IPSW Diff Pipeline Refactor
Status: 🚧 In Progress — Event-Driven File Streaming Rollout
Branch: feat/diff_pipeline
Start Date: 2025-10-01
Last Updated: 2025-10-26
Current Focus: Converting remaining handlers to the matcher-based ZIP/DMG walker
Quick Links
📊 IMPLEMENTATION_STATUS.md - Current progress summary 📐 ARCHITECTURE.md - Technical design 📋 TASKS.md - Detailed task tracking 💾 CACHE_ARCHITECTURE.md - Caching deep dive 🔬 PROFILING.md - Performance profiling guide 🎯 FINAL_TEST_RESULTS.md - Full production test results 🚀 OPTIMIZATION_RESULTS.md - DSC memory optimization journey
Quick Start
For agents/developers new to this feature:
- Start here → IMPLEMENTATION_STATUS.md for current progress
- Read this document for overview
- Review ARCHITECTURE.md for technical design
- Check TASKS.md for what's next
- See CACHE_ARCHITECTURE.md for caching details
- Launch Constraints diffs now run automatically (look for the 🚦 section in reports).
AEA Tip: Use
--pem-db /path/to/aea_keys.json(output ofipsw extract fcs-keys) to ensure modern AEA-encrypted DMGs decrypt even before Apple publishes new FCS keys.
Overview
Refactoring the ipsw diff command from a monolithic sequential implementation to a modular pipeline-based architecture with intelligent resource management and concurrent execution. The latest milestone adds a streaming ZIP/DMG walker plus handler “matchers,” allowing us to unzip/decrypt each artifact exactly once while every interested handler consumes the data it needs.
Latest Update – Oct 26, 2025
- ✅ FileSubscription API routes every IPSW/DMG file through a single pass.
- ✅ Files, Features, Launchd, DSC, and iBoot now subscribe to file events (no more redundant
aeaor unzip work). - 🚧 MachO/Entitlements/Launch Constraints still depend on the legacy cache; they are being migrated next.
- 🚧 Firmware/Kernelcache still call bespoke extractors; ZIP subscriptions are queued.
- 🔁 Regression script (
hack/diff-regression.sh) needs to re-run once the remaining handlers move to the new flow.
The Problem
The current ipsw diff implementation has critical performance and resource issues:
❌ Current Implementation:
- Execution Time: 20-30 minutes
- Memory Usage: 60GB+ RAM (!)
- File Parsing: 60,000+ operations (30k files parsed 2-4 times)

*Tasks:*
(1) Summarize the IPSW diff refactor page in three sentences.
(2) Turn the paragraph of the IPSW diff refactor page that begins "Refactoring the ipsw diff command" into a short bulleted list that keeps its main facts.
The listing comes from a different source than the IPSW diff refactor page.

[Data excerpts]
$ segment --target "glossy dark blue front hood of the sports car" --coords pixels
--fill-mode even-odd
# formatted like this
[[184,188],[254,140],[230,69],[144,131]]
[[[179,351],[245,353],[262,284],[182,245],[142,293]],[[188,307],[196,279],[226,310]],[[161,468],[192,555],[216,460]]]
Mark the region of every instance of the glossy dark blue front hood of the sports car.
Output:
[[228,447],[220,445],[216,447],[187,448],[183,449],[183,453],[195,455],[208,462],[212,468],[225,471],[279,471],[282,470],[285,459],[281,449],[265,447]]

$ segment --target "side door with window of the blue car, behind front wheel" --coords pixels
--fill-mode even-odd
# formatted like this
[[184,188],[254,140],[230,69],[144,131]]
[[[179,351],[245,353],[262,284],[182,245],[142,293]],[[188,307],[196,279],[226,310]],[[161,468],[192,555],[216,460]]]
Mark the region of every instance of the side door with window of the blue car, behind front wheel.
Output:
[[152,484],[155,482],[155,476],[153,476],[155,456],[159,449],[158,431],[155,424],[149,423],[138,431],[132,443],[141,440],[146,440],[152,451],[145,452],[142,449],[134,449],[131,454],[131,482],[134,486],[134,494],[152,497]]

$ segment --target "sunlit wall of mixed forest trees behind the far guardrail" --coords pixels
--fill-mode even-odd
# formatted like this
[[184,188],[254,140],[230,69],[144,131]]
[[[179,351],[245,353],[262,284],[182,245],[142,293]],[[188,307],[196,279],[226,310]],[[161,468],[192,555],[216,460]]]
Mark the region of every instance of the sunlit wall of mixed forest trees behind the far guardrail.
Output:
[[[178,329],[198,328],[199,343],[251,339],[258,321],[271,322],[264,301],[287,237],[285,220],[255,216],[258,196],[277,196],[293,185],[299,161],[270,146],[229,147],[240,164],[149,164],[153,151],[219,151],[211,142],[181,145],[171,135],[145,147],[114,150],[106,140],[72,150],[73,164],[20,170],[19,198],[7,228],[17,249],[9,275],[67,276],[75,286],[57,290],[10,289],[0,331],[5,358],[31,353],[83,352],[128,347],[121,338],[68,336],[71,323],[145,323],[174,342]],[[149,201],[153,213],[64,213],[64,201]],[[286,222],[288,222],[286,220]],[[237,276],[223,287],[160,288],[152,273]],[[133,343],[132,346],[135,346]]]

*Answers to the problems:*
(1) The page describes refactoring the ipsw diff command from a monolithic sequential implementation into a modular pipeline with intelligent resource management and concurrent execution, with the latest milestone adding a streaming ZIP/DMG walker and handler matchers so each artifact is unzipped or decrypted only once. As of October 26, 2025, Files, Features, Launchd, DSC, and iBoot subscribe to file events, while MachO, Entitlements, and Launch Constraints still depend on the legacy cache, and Firmware and Kernelcache still call bespoke extractors. The current implementation takes 20-30 minutes, uses 60GB+ of RAM, and performs 60,000+ file parsing operations.

(2)
- Moves the ipsw diff command from a monolithic sequential implementation to a modular pipeline-based architecture
- Adds intelligent resource management and concurrent execution
- The latest milestone adds a streaming ZIP/DMG walker and handler "matchers"
- Each artifact is unzipped or decrypted exactly once, and every interested handler consumes the data it needs